*Record extracts*

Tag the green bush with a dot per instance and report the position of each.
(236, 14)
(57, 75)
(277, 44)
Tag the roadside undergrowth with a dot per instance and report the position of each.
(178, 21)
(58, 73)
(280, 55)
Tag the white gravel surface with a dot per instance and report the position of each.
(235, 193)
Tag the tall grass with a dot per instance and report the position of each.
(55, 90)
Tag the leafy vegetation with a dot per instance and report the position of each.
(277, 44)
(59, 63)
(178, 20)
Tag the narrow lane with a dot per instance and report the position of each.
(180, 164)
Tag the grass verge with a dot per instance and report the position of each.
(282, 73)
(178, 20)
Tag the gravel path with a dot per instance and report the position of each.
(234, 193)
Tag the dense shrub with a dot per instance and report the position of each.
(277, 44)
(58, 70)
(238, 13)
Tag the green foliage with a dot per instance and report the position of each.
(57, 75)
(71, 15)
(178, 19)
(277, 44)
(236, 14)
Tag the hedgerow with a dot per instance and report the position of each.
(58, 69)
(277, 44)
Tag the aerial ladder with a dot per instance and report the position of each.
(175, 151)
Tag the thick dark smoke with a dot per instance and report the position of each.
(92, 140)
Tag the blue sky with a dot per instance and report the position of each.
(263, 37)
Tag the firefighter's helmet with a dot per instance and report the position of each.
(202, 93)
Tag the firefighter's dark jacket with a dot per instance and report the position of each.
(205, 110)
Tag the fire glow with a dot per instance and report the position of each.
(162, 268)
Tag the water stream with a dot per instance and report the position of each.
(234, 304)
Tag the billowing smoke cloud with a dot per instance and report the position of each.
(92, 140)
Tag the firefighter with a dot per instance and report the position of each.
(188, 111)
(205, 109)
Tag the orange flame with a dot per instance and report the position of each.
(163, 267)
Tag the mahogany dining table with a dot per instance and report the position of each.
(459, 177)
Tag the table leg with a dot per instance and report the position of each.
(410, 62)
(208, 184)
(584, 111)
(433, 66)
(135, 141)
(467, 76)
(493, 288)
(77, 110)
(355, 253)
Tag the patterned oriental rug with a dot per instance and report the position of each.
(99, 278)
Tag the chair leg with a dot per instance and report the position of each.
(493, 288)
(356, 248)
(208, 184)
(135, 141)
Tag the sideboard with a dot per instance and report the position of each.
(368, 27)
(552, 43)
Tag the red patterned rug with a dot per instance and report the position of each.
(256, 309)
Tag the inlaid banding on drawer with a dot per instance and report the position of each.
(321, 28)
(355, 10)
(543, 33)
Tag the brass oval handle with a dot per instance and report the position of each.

*Task to carry out*
Restate every record exactly, leaving nothing out.

*Response to this task*
Tag the green bush with a dot per instance and report the position of each.
(236, 14)
(57, 75)
(277, 44)
Tag the roadside undergrowth with a dot per instance and report the position of each.
(178, 21)
(58, 73)
(280, 55)
Tag the white gravel surface with a dot per instance and report the position of each.
(235, 193)
Tag the tall grass with a dot per instance and report the position of each.
(55, 90)
Tag the leafy vegetation with a dot per instance and report the position of each.
(277, 44)
(59, 63)
(178, 20)
Tag the narrow lane with a dot per instance and report the position of each.
(180, 164)
Tag the grass verge with a dot per instance and report the position of each.
(282, 73)
(178, 20)
Tag the gravel path with a dot per instance and report the position of each.
(234, 193)
Tag the dense shrub with a dot per instance and report the position of each.
(277, 44)
(58, 70)
(238, 13)
Tag the green foliage with a dot per instance and report the position of each.
(57, 75)
(71, 15)
(178, 19)
(277, 44)
(236, 14)
Tag the hedgerow with a dot per instance and report the position of each.
(58, 69)
(277, 44)
Tag the aerial ladder with a dot per instance and report the position of each.
(175, 151)
Tag the thick dark smoke with a dot per instance and report the position of each.
(92, 140)
Tag the blue sky with a dot per instance and report the position of each.
(263, 37)
Tag the firefighter's helmet with a dot per instance and report the position of each.
(202, 93)
Tag the firefighter's dark jacket with a dot per instance and report the position of each.
(205, 110)
Tag the fire glow with a dot per instance and report the position of each.
(162, 268)
Tag the water stream with a dot per instance and report the position of each.
(234, 304)
Tag the billowing smoke cloud with a dot per instance and report the position of each.
(92, 140)
Tag the firefighter with a dot per instance and report the position of each.
(188, 111)
(205, 109)
Tag the orange flame with a dot per instance and report the position of each.
(163, 267)
Tag the mahogany dining table with a dot per instance and report the position of each.
(459, 177)
Tag the table leg with a dot per instance and report the position of each.
(410, 62)
(208, 184)
(584, 111)
(433, 66)
(135, 141)
(467, 76)
(493, 288)
(77, 110)
(355, 253)
Tag the patterned oriental rug with a dot per instance and report the position of each.
(99, 278)
Tag the chair leg with a dot per instance and report the position of each.
(493, 288)
(356, 248)
(208, 184)
(135, 141)
Tag the sideboard with a dot per instance and report the position of each.
(368, 27)
(552, 43)
Tag the red patterned rug with a dot per instance and report the position of each.
(256, 309)
Tag the inlaid banding on drawer with a dot per instance and report the position of each.
(321, 28)
(355, 10)
(543, 33)
Tag the brass oval handle with a dot per instance and report the position of each.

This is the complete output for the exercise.